* The task
Pick out each line below that contains the string "pink", treating uppercase and lowercase as different.
──────
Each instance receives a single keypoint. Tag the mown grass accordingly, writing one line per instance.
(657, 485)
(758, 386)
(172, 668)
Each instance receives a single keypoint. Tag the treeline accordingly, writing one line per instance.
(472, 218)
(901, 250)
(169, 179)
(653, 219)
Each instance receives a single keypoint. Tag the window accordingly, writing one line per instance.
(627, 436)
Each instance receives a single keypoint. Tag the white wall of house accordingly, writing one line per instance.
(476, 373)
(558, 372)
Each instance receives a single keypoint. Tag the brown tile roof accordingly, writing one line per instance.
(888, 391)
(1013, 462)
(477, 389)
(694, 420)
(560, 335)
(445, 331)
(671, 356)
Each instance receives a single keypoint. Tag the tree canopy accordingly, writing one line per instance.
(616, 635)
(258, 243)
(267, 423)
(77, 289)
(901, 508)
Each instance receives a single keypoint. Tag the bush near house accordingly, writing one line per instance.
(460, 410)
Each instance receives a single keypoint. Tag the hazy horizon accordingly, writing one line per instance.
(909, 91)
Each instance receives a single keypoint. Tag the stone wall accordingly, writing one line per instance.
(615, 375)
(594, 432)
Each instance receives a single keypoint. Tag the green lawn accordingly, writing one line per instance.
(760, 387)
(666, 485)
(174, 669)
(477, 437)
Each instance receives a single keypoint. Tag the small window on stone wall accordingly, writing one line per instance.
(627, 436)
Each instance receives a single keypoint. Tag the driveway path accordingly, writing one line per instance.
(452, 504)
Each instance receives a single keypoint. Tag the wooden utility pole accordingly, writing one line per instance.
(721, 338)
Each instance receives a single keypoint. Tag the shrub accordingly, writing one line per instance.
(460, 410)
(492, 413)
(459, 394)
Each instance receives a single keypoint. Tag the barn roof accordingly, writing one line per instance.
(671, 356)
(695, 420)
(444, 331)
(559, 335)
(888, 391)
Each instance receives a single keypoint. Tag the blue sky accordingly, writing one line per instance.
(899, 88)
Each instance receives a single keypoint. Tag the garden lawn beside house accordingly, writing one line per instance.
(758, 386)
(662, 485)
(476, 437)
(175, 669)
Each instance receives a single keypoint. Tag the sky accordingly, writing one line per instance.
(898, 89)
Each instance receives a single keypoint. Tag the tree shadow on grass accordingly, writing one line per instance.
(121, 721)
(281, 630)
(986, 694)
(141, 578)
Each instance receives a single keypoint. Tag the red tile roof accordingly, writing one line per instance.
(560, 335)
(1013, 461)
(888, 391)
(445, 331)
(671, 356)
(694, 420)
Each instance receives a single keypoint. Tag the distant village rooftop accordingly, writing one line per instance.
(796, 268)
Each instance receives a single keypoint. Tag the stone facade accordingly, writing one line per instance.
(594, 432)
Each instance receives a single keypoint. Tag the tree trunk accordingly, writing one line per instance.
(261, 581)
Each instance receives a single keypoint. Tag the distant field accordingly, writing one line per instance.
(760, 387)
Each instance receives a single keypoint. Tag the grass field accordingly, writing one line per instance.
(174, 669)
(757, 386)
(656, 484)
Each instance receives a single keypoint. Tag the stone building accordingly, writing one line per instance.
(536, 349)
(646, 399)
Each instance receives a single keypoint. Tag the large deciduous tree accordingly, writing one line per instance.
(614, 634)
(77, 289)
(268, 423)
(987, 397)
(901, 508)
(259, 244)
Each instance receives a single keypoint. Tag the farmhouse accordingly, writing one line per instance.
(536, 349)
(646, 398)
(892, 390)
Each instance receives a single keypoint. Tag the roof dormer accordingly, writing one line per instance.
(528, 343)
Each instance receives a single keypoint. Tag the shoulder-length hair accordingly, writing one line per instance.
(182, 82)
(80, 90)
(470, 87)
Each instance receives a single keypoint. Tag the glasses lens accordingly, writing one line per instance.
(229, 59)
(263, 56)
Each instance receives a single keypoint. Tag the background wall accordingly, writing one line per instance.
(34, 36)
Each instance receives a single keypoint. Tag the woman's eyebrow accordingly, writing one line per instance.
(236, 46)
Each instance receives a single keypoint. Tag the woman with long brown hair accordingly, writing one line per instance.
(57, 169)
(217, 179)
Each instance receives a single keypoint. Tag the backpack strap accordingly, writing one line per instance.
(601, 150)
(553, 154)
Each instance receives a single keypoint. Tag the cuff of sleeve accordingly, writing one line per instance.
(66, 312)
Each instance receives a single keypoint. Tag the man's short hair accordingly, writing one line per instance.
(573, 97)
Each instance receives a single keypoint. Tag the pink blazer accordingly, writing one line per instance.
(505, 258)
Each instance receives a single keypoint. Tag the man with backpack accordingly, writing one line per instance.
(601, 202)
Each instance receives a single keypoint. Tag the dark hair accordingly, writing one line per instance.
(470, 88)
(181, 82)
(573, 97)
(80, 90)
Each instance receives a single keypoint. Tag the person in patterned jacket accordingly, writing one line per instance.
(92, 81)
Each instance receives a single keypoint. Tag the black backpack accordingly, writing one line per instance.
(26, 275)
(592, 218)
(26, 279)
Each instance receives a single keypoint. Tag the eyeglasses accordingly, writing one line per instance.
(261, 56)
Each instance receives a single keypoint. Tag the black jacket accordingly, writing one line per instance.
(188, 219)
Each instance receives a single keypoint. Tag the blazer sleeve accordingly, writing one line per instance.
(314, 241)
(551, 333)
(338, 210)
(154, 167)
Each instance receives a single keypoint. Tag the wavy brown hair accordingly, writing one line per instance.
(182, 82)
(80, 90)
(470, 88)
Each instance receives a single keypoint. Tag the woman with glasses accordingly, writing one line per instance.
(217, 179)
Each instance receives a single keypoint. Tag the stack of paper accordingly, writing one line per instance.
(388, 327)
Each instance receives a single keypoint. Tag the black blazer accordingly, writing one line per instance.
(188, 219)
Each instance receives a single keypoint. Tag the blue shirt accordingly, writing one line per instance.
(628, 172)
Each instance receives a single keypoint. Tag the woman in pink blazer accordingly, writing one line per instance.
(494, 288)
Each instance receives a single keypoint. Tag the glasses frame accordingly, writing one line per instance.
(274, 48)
──────
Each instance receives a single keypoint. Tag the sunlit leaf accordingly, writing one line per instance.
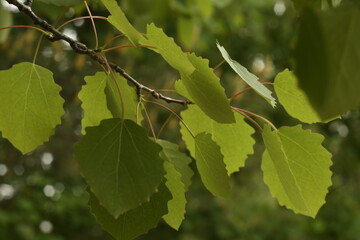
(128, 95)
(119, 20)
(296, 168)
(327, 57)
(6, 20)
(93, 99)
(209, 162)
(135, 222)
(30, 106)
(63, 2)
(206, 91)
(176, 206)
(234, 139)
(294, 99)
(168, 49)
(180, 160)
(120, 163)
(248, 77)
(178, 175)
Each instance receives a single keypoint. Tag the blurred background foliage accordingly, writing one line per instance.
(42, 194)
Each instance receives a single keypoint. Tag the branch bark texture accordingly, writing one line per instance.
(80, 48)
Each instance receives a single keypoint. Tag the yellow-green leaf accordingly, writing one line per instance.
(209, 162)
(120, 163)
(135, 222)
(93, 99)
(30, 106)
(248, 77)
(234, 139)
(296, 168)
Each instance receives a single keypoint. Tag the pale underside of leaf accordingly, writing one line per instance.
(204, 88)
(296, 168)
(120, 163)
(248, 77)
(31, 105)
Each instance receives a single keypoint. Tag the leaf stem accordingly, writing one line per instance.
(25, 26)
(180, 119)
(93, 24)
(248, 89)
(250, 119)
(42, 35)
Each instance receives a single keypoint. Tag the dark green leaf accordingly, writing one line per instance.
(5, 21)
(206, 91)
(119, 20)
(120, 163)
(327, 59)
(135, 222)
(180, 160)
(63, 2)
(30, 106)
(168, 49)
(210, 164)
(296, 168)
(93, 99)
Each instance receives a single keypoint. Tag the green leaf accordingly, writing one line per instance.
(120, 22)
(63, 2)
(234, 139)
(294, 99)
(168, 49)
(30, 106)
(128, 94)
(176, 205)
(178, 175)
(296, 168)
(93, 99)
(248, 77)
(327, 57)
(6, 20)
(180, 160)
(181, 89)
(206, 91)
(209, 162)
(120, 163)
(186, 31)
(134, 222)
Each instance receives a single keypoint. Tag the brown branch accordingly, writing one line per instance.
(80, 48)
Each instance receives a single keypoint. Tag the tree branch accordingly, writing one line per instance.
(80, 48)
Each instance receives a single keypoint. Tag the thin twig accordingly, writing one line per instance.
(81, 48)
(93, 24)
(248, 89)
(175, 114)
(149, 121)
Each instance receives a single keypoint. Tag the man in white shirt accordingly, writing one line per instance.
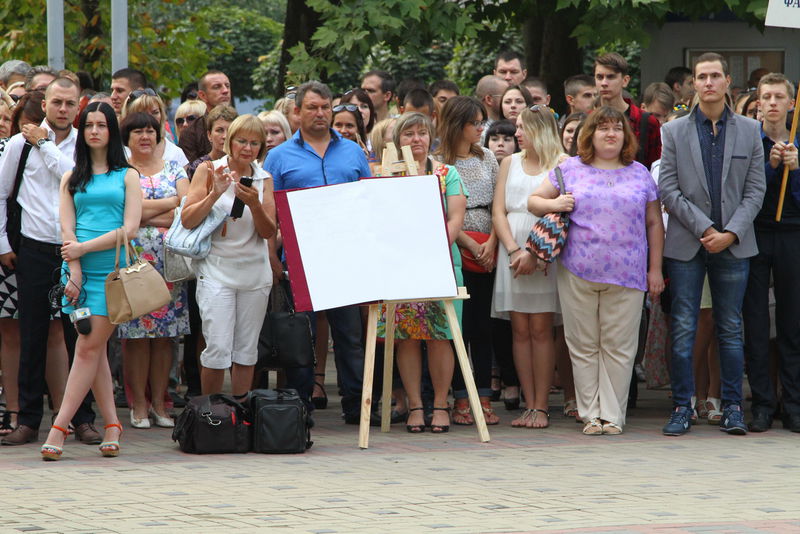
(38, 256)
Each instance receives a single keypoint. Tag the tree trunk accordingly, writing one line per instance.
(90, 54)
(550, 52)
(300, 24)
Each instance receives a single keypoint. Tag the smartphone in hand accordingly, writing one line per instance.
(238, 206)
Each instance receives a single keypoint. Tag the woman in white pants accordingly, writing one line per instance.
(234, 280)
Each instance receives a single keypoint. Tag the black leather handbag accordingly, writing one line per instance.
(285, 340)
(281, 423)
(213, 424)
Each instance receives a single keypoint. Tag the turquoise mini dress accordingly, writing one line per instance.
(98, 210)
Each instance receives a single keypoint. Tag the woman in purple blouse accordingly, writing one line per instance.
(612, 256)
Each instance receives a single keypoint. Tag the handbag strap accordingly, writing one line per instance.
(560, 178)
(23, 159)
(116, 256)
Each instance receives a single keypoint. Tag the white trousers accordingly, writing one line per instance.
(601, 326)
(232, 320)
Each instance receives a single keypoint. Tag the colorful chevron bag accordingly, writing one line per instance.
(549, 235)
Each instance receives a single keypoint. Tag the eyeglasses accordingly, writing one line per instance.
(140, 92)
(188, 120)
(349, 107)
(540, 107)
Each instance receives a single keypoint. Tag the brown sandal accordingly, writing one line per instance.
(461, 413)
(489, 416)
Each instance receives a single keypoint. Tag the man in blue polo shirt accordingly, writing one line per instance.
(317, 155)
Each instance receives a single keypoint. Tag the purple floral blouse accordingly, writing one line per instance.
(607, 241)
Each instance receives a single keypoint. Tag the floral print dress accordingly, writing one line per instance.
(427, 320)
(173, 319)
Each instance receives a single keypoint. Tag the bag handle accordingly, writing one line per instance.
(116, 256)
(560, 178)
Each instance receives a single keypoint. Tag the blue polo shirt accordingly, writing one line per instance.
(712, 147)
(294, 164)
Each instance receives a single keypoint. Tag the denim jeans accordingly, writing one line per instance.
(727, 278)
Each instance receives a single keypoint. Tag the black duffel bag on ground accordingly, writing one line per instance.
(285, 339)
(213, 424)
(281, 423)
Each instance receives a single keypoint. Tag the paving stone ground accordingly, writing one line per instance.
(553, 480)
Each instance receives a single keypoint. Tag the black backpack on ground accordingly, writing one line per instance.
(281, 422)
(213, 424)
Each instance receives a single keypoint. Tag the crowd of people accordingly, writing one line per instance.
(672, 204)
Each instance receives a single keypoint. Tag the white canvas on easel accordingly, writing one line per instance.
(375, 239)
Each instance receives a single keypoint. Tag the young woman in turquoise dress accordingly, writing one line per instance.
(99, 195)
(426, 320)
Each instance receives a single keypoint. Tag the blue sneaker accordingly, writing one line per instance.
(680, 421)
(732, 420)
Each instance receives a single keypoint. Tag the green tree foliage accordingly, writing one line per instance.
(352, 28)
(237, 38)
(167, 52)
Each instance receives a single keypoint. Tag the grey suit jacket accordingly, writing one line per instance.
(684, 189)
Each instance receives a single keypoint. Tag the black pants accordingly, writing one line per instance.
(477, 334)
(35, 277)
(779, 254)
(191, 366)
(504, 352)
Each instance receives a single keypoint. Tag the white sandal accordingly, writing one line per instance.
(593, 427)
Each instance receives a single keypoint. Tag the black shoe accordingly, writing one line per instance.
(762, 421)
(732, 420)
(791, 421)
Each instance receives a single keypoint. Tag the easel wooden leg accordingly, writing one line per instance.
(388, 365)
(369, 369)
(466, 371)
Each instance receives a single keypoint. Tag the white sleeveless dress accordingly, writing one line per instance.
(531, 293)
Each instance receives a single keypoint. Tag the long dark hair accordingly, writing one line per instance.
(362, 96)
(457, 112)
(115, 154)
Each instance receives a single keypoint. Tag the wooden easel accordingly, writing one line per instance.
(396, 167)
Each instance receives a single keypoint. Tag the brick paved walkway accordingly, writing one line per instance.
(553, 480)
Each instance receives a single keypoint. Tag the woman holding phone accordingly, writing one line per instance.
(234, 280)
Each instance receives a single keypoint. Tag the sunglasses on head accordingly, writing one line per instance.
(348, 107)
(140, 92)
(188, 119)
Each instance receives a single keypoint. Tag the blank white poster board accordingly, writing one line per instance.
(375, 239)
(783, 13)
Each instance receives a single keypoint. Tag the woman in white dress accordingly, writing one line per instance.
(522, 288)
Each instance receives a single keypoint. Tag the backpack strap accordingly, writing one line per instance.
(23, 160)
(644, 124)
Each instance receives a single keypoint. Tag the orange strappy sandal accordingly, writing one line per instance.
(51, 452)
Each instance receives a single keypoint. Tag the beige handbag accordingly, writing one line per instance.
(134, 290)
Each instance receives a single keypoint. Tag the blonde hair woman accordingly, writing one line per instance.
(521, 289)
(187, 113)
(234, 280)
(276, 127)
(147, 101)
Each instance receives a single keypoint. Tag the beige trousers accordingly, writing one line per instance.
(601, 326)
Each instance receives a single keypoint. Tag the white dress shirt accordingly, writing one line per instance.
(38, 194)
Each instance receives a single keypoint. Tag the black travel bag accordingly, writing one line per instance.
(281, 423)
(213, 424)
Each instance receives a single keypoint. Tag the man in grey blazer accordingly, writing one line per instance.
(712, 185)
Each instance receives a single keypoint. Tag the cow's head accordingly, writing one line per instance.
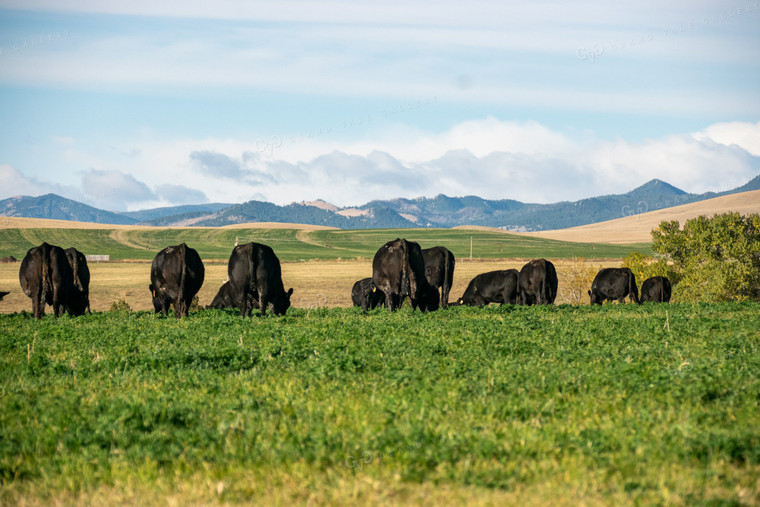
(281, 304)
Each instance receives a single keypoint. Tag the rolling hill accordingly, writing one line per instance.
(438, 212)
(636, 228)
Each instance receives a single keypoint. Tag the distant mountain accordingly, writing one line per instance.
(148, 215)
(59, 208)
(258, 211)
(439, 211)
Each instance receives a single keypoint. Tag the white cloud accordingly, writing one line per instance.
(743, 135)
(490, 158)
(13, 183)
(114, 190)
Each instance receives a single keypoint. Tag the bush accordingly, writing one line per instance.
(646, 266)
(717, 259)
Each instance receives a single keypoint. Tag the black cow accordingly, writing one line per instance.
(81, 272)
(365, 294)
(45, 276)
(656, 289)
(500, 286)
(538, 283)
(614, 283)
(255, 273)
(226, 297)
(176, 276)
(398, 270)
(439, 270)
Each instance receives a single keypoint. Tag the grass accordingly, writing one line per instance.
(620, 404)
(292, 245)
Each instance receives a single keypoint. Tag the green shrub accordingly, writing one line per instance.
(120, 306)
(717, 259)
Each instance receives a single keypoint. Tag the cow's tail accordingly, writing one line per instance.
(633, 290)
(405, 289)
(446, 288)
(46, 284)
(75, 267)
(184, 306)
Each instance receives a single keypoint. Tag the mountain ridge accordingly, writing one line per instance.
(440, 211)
──────
* Answer in full
Each instance receives a single keypoint. Tag the pink blazer accordingly, writing one line per instance.
Each instance receives a single keypoint. Tag the woman in pink blazer accordingly, writing one line per instance.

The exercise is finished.